◆ Problem description: Pull out every line of the records below that contains the string "wheel", matching case exactly.

◆ Dataset excerpts:
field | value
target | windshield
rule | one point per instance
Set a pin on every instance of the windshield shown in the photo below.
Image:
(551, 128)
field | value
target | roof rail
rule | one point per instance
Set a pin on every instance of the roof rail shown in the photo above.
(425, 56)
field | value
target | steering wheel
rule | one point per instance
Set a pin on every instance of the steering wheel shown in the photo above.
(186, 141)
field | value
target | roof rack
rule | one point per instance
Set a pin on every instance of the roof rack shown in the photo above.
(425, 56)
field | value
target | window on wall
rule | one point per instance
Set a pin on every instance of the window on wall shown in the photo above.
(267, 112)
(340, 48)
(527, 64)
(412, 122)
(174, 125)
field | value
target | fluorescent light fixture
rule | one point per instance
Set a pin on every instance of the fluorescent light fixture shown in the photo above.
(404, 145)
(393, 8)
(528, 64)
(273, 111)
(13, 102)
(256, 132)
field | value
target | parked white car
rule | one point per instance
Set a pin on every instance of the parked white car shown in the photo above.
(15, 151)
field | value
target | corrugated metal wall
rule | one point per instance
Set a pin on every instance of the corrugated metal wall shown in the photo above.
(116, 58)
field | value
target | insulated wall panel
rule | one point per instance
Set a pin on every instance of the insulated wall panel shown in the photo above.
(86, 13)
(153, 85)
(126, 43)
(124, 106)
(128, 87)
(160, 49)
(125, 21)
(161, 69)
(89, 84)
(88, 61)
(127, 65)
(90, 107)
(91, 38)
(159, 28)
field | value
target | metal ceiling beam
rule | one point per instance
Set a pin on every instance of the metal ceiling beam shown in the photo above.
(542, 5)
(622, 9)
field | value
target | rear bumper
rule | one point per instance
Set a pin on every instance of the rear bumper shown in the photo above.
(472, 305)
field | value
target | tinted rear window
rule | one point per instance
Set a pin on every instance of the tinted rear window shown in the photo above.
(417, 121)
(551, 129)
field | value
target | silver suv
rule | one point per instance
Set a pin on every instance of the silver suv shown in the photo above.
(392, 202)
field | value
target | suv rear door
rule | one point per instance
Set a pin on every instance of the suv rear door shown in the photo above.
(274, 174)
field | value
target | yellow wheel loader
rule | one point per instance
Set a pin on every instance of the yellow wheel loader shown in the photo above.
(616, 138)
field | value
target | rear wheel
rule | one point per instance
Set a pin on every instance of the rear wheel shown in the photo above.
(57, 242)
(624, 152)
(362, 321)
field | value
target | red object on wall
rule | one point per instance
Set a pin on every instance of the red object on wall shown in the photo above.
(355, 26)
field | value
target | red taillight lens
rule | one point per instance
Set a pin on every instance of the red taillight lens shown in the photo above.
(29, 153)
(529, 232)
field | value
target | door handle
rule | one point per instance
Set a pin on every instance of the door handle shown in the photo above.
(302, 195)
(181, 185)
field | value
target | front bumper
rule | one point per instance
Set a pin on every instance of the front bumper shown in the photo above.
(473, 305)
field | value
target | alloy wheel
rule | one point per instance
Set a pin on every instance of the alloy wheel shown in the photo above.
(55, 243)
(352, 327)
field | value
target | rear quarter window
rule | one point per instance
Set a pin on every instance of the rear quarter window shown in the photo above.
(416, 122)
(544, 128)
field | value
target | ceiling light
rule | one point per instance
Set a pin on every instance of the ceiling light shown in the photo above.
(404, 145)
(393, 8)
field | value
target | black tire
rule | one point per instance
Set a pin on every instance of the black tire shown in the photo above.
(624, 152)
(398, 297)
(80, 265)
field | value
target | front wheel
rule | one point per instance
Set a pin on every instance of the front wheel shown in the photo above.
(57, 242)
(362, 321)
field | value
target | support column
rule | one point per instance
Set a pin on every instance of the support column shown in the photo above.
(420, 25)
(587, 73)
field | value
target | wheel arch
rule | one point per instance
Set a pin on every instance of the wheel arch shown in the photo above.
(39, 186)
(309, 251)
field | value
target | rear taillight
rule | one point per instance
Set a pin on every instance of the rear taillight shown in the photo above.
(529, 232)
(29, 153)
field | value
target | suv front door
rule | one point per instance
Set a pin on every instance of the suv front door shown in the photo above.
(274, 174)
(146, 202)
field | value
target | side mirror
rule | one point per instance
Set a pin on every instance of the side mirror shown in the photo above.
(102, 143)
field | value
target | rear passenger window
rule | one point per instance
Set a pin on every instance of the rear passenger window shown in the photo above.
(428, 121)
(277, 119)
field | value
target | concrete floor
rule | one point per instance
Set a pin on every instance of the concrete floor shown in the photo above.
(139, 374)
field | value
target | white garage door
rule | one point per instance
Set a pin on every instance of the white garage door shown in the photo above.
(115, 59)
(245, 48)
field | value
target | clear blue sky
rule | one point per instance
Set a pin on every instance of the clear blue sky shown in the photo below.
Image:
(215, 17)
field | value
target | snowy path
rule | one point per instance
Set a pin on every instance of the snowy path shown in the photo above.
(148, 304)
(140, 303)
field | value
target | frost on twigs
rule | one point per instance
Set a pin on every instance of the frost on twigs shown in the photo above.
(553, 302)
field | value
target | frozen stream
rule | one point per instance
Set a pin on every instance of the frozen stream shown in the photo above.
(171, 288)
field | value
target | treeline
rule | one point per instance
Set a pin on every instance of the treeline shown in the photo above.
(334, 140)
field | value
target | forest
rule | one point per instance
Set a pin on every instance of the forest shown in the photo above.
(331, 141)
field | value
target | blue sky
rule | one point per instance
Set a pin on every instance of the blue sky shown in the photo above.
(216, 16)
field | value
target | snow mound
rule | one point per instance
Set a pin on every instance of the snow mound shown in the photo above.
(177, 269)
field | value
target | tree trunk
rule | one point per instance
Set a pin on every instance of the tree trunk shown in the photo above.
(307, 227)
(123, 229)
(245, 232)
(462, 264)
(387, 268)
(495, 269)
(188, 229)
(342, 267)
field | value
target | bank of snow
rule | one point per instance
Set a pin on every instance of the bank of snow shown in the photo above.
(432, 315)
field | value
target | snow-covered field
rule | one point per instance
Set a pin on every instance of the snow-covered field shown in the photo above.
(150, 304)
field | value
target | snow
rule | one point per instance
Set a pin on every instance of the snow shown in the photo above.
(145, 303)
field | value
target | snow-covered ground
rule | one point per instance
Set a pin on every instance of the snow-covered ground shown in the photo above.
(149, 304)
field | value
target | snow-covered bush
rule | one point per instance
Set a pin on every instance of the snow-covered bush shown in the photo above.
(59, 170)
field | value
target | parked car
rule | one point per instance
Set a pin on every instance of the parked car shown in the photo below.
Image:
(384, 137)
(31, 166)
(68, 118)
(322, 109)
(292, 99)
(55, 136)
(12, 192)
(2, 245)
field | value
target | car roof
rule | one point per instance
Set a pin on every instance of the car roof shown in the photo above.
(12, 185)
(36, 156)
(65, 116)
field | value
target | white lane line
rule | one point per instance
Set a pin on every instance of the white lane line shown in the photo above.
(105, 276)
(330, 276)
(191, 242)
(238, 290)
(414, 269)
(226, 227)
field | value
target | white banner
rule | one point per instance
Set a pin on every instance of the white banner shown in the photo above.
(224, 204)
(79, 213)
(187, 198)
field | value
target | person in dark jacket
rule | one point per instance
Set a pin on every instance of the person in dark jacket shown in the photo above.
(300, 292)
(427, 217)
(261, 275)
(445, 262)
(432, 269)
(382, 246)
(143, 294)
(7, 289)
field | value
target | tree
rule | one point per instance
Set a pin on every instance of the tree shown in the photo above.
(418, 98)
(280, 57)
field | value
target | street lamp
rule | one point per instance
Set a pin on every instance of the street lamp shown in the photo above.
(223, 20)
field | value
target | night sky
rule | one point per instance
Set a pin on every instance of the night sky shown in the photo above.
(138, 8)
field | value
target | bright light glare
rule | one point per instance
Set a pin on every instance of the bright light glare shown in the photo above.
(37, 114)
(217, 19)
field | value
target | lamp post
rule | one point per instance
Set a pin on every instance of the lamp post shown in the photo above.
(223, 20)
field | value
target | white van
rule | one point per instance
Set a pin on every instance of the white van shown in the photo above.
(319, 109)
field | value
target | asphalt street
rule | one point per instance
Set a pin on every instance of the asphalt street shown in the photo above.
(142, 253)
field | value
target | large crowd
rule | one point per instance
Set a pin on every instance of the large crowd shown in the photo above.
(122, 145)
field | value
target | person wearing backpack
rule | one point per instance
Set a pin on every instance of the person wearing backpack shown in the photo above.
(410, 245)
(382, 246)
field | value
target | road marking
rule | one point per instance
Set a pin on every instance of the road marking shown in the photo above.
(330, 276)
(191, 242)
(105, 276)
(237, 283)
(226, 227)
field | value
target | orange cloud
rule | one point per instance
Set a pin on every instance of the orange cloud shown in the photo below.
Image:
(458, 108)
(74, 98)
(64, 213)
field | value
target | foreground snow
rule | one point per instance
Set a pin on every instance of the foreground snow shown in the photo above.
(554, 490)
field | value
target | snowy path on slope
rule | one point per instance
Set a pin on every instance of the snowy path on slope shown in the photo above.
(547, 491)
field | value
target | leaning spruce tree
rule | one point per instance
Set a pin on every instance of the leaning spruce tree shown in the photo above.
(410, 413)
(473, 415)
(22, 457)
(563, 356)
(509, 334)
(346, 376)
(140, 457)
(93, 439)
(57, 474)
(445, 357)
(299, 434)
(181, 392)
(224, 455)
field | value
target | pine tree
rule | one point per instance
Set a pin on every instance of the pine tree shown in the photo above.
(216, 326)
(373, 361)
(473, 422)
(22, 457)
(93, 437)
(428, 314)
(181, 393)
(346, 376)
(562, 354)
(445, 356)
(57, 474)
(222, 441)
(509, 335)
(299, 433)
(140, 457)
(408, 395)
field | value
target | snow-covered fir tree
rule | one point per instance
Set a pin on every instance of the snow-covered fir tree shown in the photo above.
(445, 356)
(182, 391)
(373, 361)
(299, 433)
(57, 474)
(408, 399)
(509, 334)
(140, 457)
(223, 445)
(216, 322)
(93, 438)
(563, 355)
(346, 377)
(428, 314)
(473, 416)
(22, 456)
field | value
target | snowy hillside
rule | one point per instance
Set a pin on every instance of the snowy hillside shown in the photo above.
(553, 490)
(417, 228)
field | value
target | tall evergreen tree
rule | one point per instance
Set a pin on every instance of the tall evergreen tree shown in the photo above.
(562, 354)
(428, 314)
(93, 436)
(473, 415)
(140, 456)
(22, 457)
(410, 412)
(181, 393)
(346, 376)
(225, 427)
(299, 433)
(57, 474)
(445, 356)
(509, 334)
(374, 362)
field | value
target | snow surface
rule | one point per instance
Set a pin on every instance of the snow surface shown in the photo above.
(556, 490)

◆ Task answer:
target | steering wheel
Set a pin on every instance of the steering wheel shown in the photo above.
target | yellow wheel loader
Set a pin on every instance of the yellow wheel loader shown in the photo above.
target | rear wheel
Set a pin on every instance of the rear wheel shown in the photo above.
target | alloy wheel
Set a pin on every instance of the alloy wheel shown in the photo above.
target | front wheel
Set a pin on every instance of the front wheel shown in the photo above.
target | wheel arch
Set a pin on every instance of the wheel arch shown in the photo above.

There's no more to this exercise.